Task instructions —
A. In the excerpt about the CREATE FUNCTION patch, rewrite the paragraph that begins "Since I complained" as a short list that keeps its main facts.
B. Collect every line of the rows that contains the word "shadow".

Selected extract —
──────────
No, I say that we shouldn't put in a kluge that gets it sort-of right in
a simple interface and makes it impossible for better interfaces to get
it really right.  I think we can do better than that.

            regards, tom lane

Re: syntax error position "CREATE FUNCTION" bug fix

From
Tom Lane
Date:
Attached is a proposed patch that fixes the
cursor-position-in-CREATE-FUNCTION issue per my earlier suggestion.

Since I complained that your proposal was too grotty, it's only fair to
throw this out to let people take potshots at it ;-).  The main
grottiness here is providing access to the executing Portal so that the
callback function can get at the original command string.  I don't think
this is unreasonably bad, since we already have a global PortalContext
that points to the portal's memory context --- I just added parallel
code that updates a new global ActivePortal.

The re-parsing of the original command is simplistic but will handle all
normal cases.

            regards, tom lane


*** src/backend/catalog/pg_proc.c.orig    Sat Mar 13 20:58:41 2004
--- src/backend/catalog/pg_proc.c    Thu Mar 18 18:20:20 2004
***************
*** 23,31 ****
--- 23,33 ----
  #include "executor/executor.h"
  #include "fmgr.h"
  #include "miscadmin.h"
+ #include "mb/pg_wchar.h"
  #include "parser/parse_coerce.h"
  #include "parser/parse_expr.h"
  #include "parser/parse_type.h"
+ #include "tcop/pquery.h"
  #include "tcop/tcopprot.h"
  #include "utils/acl.h"
  #include "utils/builtins.h"
──────────
Available records —
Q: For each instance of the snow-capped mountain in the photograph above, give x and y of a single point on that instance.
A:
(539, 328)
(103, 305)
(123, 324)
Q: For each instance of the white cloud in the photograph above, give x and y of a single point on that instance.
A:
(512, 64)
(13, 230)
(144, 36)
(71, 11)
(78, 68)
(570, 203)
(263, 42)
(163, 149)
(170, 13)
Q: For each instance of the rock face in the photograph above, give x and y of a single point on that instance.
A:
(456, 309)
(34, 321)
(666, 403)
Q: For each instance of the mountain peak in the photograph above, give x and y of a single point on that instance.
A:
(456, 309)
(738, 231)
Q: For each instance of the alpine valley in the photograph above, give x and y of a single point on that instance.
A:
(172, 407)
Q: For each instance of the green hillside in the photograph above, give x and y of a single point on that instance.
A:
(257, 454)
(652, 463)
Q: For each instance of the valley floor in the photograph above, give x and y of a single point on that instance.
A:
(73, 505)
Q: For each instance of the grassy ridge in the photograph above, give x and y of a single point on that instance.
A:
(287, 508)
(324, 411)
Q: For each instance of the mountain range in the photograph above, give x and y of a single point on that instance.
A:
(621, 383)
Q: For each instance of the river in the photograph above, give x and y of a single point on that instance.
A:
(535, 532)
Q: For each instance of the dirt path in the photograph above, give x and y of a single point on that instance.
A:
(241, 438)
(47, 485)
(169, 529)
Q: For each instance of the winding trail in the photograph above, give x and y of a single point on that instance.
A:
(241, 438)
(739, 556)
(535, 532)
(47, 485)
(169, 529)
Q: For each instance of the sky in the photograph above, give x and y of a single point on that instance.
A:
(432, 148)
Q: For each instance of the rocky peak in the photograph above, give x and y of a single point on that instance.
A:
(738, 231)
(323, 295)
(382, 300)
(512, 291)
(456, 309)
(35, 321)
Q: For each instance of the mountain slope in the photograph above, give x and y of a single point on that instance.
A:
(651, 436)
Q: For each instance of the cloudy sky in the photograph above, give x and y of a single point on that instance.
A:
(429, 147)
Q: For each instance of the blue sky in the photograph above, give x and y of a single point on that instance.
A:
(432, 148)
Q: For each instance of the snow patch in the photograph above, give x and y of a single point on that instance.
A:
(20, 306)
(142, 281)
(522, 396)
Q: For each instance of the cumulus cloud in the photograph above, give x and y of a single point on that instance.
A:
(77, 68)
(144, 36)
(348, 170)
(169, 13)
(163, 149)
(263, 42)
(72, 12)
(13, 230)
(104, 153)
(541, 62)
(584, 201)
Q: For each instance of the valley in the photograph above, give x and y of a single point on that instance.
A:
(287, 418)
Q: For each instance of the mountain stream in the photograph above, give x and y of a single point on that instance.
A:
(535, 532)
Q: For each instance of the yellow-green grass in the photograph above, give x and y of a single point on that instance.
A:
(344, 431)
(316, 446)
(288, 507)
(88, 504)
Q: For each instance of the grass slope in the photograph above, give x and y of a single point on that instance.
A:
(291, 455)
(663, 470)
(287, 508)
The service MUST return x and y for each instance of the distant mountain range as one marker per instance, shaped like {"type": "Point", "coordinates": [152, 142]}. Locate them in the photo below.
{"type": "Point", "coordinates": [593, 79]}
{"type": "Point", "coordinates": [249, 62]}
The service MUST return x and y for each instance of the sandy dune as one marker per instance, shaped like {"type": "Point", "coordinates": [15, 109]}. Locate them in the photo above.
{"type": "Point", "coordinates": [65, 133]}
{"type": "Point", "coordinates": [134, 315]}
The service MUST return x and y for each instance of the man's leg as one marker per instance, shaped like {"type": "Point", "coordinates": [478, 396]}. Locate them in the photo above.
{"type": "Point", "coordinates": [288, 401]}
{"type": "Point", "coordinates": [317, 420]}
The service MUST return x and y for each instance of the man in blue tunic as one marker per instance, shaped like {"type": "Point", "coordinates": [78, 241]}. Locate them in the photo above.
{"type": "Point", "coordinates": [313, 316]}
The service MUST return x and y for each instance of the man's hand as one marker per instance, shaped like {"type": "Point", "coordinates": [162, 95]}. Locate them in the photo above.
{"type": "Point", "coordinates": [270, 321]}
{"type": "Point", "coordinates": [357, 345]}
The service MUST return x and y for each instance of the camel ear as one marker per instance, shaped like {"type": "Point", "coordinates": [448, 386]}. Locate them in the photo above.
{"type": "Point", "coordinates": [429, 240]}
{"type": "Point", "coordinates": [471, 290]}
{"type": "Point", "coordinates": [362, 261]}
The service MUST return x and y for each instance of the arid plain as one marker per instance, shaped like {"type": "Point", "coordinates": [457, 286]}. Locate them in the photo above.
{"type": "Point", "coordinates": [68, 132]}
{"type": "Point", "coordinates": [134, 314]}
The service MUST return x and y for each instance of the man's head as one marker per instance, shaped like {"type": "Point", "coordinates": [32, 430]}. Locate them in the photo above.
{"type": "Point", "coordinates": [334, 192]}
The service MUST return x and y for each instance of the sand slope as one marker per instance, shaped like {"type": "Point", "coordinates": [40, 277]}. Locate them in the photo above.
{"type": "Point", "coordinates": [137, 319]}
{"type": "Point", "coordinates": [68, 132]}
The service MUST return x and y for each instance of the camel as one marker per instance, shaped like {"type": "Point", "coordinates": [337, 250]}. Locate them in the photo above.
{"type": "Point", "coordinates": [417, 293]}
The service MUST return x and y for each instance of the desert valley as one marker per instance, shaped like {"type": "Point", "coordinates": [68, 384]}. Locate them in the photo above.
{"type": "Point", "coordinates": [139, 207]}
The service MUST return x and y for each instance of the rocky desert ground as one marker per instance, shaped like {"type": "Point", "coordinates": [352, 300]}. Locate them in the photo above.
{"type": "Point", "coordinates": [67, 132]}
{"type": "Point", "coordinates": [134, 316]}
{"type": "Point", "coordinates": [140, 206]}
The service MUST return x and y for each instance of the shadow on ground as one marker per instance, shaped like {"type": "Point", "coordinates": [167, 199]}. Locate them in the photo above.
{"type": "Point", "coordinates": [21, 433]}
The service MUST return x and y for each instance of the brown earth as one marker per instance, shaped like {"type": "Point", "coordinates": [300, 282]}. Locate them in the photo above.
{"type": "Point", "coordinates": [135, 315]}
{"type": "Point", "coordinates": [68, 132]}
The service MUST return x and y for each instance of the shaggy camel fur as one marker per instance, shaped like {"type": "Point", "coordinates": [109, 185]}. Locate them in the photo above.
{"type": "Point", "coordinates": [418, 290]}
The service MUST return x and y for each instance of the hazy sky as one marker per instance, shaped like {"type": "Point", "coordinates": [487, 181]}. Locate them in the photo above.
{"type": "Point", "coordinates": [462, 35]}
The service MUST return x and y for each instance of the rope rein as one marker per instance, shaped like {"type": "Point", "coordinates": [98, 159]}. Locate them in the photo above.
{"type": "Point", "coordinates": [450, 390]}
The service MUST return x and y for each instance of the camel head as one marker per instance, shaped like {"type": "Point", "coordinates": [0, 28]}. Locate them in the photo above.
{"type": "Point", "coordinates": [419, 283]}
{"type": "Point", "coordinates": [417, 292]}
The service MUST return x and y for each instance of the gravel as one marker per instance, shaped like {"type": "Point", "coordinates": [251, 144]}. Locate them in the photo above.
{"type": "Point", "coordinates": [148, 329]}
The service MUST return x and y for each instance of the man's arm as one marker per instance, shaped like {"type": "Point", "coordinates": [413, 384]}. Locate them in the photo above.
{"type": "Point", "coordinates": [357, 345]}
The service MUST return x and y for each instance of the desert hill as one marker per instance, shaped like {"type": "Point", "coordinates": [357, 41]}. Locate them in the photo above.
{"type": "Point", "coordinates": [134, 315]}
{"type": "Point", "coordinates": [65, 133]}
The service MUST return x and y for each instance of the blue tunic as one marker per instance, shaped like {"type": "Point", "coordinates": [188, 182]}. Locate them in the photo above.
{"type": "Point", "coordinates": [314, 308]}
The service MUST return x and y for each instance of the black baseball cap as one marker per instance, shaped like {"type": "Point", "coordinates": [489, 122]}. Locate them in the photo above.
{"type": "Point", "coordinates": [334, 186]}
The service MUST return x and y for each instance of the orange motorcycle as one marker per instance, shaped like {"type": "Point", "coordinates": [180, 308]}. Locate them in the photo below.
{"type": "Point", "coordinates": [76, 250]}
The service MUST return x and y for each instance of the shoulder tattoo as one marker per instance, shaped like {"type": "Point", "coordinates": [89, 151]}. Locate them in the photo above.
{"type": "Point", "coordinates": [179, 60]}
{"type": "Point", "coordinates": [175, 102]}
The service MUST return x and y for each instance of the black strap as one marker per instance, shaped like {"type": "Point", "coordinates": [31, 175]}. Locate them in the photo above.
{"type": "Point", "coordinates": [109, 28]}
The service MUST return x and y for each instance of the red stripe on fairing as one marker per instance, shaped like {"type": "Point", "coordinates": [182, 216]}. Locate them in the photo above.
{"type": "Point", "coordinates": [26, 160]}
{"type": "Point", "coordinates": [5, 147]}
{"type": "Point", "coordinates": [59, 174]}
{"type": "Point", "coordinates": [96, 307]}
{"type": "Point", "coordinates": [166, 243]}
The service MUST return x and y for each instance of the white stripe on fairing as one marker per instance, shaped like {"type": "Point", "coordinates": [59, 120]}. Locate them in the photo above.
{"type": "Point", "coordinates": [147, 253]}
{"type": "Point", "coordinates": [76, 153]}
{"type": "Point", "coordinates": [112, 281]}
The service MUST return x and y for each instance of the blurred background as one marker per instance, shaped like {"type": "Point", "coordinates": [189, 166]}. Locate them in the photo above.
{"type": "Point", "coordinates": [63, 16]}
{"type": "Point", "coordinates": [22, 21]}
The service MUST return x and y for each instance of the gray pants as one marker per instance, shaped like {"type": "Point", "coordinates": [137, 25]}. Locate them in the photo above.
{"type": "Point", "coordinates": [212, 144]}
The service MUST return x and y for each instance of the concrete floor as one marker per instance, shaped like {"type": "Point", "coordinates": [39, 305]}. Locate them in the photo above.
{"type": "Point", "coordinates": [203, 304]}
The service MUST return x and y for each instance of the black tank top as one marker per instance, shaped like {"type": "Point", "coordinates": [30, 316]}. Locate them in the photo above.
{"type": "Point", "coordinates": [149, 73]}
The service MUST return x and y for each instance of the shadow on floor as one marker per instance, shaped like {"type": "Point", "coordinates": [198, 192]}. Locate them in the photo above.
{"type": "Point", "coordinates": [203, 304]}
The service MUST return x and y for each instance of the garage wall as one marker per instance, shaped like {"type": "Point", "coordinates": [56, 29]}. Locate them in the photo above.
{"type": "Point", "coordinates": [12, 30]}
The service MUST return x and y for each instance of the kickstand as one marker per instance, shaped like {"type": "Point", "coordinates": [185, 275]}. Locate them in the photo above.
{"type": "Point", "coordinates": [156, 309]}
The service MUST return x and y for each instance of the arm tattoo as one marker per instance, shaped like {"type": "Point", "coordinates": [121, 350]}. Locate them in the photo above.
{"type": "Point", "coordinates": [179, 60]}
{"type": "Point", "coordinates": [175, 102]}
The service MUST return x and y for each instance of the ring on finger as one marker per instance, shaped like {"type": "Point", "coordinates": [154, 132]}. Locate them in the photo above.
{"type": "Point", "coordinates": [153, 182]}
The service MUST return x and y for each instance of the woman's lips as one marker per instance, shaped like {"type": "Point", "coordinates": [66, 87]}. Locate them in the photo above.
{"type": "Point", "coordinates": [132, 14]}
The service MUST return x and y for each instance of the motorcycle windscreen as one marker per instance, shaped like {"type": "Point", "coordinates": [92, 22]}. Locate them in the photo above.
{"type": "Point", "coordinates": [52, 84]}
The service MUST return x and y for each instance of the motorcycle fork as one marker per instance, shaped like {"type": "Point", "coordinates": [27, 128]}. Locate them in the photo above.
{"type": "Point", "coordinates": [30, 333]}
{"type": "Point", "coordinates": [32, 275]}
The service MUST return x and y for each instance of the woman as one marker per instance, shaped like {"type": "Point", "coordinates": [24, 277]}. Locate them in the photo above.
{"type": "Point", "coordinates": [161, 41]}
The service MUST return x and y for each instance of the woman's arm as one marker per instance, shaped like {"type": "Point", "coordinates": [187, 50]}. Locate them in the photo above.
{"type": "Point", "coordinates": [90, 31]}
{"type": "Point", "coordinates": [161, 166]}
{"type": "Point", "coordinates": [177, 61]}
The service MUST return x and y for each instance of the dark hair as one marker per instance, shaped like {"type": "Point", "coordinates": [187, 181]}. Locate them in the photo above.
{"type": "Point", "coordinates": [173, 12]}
──────────
Worked answers —
A.
- Having called the other proposal too grotty, the writer offers this patch for others to criticize.
- Its main grottiness is giving access to the executing Portal, so the callback function can reach the original command string.
- The writer doesn't consider this unreasonably bad, because a global PortalContext already points to the portal's memory context.
- The writer added parallel code that updates a new global ActivePortal.

B.
The service MUST return x and y for each instance of the shadow on ground as one marker per instance, shaped like {"type": "Point", "coordinates": [167, 199]}. Locate them in the photo above.
The service MUST return x and y for each instance of the shadow on floor as one marker per instance, shaped like {"type": "Point", "coordinates": [198, 192]}. Locate them in the photo above.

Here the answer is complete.